* START *
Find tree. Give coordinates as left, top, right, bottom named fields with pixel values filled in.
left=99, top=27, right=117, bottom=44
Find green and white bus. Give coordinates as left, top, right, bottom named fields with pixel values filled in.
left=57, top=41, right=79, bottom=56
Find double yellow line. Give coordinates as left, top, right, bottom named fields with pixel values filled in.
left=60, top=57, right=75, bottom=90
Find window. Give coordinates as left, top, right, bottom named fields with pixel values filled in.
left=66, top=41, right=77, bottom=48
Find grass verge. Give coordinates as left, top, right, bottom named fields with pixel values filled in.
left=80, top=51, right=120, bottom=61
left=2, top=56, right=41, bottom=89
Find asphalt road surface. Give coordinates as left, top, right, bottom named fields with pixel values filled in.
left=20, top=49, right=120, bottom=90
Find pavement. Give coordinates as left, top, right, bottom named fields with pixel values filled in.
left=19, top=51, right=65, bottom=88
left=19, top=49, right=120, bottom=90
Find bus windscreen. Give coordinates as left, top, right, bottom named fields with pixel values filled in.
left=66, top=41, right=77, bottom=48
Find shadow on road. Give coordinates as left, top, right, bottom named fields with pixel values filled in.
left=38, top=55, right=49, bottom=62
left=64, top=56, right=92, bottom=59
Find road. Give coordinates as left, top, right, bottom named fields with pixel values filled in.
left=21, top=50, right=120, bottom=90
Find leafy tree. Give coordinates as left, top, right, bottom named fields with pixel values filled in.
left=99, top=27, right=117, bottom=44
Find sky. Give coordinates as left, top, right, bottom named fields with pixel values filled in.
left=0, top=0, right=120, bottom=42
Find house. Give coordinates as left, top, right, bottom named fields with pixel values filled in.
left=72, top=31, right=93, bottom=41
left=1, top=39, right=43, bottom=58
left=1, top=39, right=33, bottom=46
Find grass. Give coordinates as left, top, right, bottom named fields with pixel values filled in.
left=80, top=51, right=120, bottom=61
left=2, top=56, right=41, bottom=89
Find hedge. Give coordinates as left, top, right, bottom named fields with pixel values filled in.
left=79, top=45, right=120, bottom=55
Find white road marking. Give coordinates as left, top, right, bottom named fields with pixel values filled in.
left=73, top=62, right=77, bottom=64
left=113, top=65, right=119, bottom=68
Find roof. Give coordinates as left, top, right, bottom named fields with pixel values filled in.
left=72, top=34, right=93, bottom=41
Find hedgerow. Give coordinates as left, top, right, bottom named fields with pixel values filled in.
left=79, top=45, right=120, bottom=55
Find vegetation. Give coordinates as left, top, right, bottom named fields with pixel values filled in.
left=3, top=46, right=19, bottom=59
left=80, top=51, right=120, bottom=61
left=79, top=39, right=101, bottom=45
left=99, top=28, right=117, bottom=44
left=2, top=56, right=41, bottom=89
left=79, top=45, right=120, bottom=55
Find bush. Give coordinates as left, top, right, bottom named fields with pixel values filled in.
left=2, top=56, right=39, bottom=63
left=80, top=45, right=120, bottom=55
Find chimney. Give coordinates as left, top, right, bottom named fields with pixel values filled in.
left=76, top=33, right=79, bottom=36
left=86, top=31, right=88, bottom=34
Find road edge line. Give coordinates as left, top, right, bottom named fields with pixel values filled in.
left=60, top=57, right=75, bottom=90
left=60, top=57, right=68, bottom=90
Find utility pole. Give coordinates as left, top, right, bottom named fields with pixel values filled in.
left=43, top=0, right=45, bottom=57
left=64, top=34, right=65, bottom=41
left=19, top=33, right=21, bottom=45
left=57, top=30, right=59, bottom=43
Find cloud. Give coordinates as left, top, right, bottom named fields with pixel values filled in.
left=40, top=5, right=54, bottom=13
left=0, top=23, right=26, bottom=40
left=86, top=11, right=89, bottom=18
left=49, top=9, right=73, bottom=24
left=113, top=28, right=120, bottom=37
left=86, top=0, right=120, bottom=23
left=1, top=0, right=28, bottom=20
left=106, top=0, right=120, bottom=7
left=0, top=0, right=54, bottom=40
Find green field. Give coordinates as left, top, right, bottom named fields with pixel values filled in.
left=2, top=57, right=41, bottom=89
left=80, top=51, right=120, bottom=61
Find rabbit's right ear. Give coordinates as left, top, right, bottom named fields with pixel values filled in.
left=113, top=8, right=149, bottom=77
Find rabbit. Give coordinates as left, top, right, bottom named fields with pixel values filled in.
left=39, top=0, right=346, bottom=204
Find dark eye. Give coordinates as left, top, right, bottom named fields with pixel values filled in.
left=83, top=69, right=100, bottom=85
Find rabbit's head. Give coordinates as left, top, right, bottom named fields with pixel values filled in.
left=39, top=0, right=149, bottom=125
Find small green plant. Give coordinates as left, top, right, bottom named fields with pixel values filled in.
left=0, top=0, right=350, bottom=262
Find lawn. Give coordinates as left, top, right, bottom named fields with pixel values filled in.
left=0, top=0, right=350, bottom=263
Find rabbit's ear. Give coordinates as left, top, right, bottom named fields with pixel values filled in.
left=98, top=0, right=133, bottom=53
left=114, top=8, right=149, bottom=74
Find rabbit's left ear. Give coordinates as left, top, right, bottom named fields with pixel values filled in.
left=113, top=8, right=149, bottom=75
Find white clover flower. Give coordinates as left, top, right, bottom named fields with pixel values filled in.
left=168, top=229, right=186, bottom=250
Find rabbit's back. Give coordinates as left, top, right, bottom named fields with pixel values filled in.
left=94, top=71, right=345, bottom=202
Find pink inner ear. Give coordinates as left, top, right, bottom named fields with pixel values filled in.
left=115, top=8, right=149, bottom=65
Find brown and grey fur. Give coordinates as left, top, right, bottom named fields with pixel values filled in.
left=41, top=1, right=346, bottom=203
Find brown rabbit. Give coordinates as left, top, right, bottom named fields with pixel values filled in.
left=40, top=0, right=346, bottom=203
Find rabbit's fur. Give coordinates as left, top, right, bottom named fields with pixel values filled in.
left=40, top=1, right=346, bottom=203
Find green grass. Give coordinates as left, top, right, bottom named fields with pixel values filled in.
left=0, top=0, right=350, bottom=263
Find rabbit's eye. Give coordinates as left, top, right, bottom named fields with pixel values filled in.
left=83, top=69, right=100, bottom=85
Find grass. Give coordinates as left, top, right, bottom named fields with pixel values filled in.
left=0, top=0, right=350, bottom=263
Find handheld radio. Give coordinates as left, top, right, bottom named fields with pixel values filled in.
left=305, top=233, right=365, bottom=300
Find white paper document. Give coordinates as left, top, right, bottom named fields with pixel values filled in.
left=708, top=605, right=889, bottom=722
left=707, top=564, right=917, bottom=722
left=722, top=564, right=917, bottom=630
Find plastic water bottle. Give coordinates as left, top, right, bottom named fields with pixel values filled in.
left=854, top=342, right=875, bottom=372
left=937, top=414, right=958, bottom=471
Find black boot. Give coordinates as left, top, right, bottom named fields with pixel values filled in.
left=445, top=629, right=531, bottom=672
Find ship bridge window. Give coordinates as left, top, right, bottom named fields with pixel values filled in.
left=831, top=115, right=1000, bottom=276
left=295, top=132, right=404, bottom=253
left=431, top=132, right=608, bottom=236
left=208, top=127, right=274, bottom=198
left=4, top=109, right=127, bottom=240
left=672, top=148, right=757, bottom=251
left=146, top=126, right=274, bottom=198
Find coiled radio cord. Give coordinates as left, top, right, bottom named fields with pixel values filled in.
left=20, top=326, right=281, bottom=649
* END *
## What is needed
Repeat all of the items above, swapping "named fields" for "labeled fields" wherever it occurs and leaving everything else unchanged.

## Solution to this exercise
Find tree. Give coordinates as left, top, right, bottom labeled fields with pixel values filled in.
left=99, top=27, right=117, bottom=44
Find green and white bus. Give coordinates as left, top, right, bottom labeled fields with pixel values filled in.
left=57, top=41, right=79, bottom=56
Find double yellow line. Give coordinates as left, top, right, bottom labeled fields with pixel values filled in.
left=60, top=57, right=75, bottom=90
Find window. Give coordinates as left, top, right, bottom labeled fields with pixel values filled in.
left=66, top=41, right=77, bottom=48
Find grass verge. Give coordinates as left, top, right, bottom labeled fields with pixel values filled in.
left=80, top=51, right=120, bottom=61
left=2, top=56, right=41, bottom=89
Find asphalt road surface. Give coordinates as left, top, right, bottom labeled fields with pixel values filled in.
left=20, top=49, right=120, bottom=90
Find pavement. Give coordinates as left, top, right, bottom labeled fields with pixel values filled in.
left=19, top=51, right=65, bottom=88
left=19, top=49, right=120, bottom=90
Find bus windscreen. Give coordinates as left, top, right, bottom labeled fields with pixel values filled in.
left=66, top=41, right=77, bottom=48
Find shadow on road. Give coordinates as left, top, right, bottom labeled fields with pixel values filled in.
left=38, top=55, right=49, bottom=62
left=64, top=56, right=92, bottom=59
Find road. Give coordinates as left, top, right, bottom labeled fields with pixel values filled in.
left=21, top=50, right=120, bottom=90
Find leafy tree. Give coordinates as left, top, right, bottom labeled fields with pixel values filled in.
left=99, top=27, right=117, bottom=44
Find sky. Give coordinates as left, top, right, bottom labeled fields with pixel values filled in.
left=0, top=0, right=120, bottom=42
Find house. Give coordinates as left, top, right, bottom labeled fields with pixel values filled in.
left=72, top=31, right=93, bottom=41
left=1, top=39, right=43, bottom=58
left=1, top=39, right=33, bottom=46
Find grass. Give coordinates as left, top, right, bottom labeled fields with pixel values filled in.
left=80, top=51, right=120, bottom=61
left=2, top=56, right=41, bottom=89
Find hedge. Give coordinates as left, top, right, bottom labeled fields with pixel values filled in.
left=79, top=45, right=120, bottom=55
Find white road marking. Give coordinates as left, top, right, bottom labeled fields with pixel values filled in.
left=73, top=62, right=77, bottom=64
left=113, top=65, right=119, bottom=68
Find roof. Give coordinates as left, top, right, bottom labeled fields with pixel values filled in.
left=72, top=34, right=93, bottom=41
Find hedgerow. Give coordinates as left, top, right, bottom labeled fields with pixel values filled in.
left=79, top=45, right=120, bottom=55
Find vegetation. Give coordinates as left, top, right, bottom labeled fields with pixel values filled in.
left=3, top=46, right=19, bottom=59
left=80, top=51, right=120, bottom=61
left=79, top=39, right=101, bottom=45
left=99, top=28, right=117, bottom=44
left=2, top=56, right=41, bottom=89
left=79, top=45, right=120, bottom=55
Find bush. Give coordinates as left, top, right, bottom labeled fields with pixel values filled in.
left=2, top=56, right=39, bottom=63
left=80, top=45, right=120, bottom=55
Find chimney. Give coordinates as left, top, right, bottom labeled fields with pixel values filled in.
left=76, top=33, right=79, bottom=36
left=86, top=31, right=88, bottom=34
Find road edge line. Give coordinates as left, top, right, bottom labeled fields with pixel values filled in.
left=60, top=57, right=75, bottom=90
left=60, top=57, right=68, bottom=90
Find utility pole. Give coordinates as left, top, right, bottom labeled fields with pixel values filled in.
left=43, top=0, right=45, bottom=57
left=64, top=34, right=65, bottom=41
left=19, top=33, right=21, bottom=45
left=57, top=30, right=59, bottom=43
Find cloud. Give coordinates as left, top, right, bottom labeled fields with pixel values filled in.
left=40, top=5, right=54, bottom=13
left=0, top=23, right=26, bottom=40
left=86, top=11, right=89, bottom=18
left=49, top=9, right=73, bottom=24
left=113, top=28, right=120, bottom=37
left=86, top=0, right=120, bottom=23
left=1, top=0, right=28, bottom=20
left=106, top=0, right=120, bottom=7
left=0, top=0, right=54, bottom=40
Find green field. Give coordinates as left, top, right, bottom labeled fields with pixel values filled in.
left=2, top=57, right=41, bottom=89
left=80, top=51, right=120, bottom=61
Find rabbit's right ear. Give coordinates as left, top, right, bottom labeled fields with pixel values filled in.
left=113, top=8, right=149, bottom=77
Find rabbit. Give coordinates as left, top, right, bottom labeled fields with pixel values filled in.
left=39, top=0, right=346, bottom=204
Find dark eye. Give coordinates as left, top, right, bottom labeled fields with pixel values filled in.
left=83, top=69, right=100, bottom=85
Find rabbit's head. Give coordinates as left, top, right, bottom labeled fields with pixel values filled in.
left=39, top=0, right=149, bottom=125
Find small green plant. Give coordinates as left, top, right, bottom labeled fields with pixel values filled in.
left=0, top=0, right=350, bottom=262
Find lawn. Give coordinates as left, top, right, bottom labeled fields with pixel values filled in.
left=0, top=0, right=350, bottom=263
Find rabbit's ear. Give coordinates as left, top, right, bottom labeled fields with pixel values filled in.
left=98, top=0, right=133, bottom=53
left=114, top=8, right=149, bottom=74
Find rabbit's left ear. Give coordinates as left, top, right, bottom labeled fields with pixel values filled in.
left=113, top=8, right=149, bottom=75
Find white clover flower. Give coordinates as left, top, right, bottom labeled fields with pixel values filled in.
left=168, top=229, right=186, bottom=250
Find rabbit's back. Give coordinates as left, top, right, bottom labeled fields with pixel values filled in.
left=94, top=71, right=345, bottom=202
Find pink inner ear. Give coordinates as left, top, right, bottom labeled fields with pixel values filled in.
left=115, top=8, right=149, bottom=65
Find brown and grey fur. Give coordinates as left, top, right, bottom labeled fields with pixel values filled in.
left=41, top=1, right=346, bottom=203
Find brown rabbit. Give coordinates as left, top, right, bottom labeled fields with pixel values filled in.
left=40, top=0, right=346, bottom=203
Find rabbit's fur. Give coordinates as left, top, right, bottom labeled fields with pixel values filled in.
left=40, top=1, right=346, bottom=203
Find green grass. Give coordinates as left, top, right, bottom labeled fields with pixel values filled in.
left=0, top=0, right=350, bottom=263
Find rabbit's eye. Give coordinates as left, top, right, bottom labeled fields with pixel values filled in.
left=83, top=69, right=100, bottom=85
Find grass. Give coordinates as left, top, right, bottom labeled fields with pixel values filled in.
left=0, top=0, right=350, bottom=263
Find handheld radio. Give coordinates as left, top, right, bottom labeled fields with pixel values filled in.
left=305, top=233, right=365, bottom=300
Find white paper document. Give coordinates as left, top, right, bottom labeled fields with pixel values filled in.
left=708, top=605, right=889, bottom=722
left=707, top=564, right=917, bottom=722
left=722, top=564, right=917, bottom=630
Find plastic water bottle. Give coordinates as left, top, right, bottom labeled fields with pixel values filled in.
left=854, top=342, right=875, bottom=372
left=937, top=414, right=958, bottom=471
Find black boot. Give coordinates as left, top, right, bottom labeled fields with pixel values filled in.
left=445, top=629, right=531, bottom=672
Find ship bridge window. Give coordinates as left, top, right, bottom labeled fields with pixel values filled in.
left=831, top=115, right=1000, bottom=276
left=295, top=132, right=404, bottom=253
left=431, top=132, right=608, bottom=236
left=208, top=127, right=274, bottom=198
left=4, top=109, right=127, bottom=240
left=672, top=148, right=757, bottom=251
left=146, top=126, right=274, bottom=198
Find coiled radio cord. Give coordinates as left, top, right, bottom labeled fields with pixel values filled in.
left=20, top=326, right=281, bottom=649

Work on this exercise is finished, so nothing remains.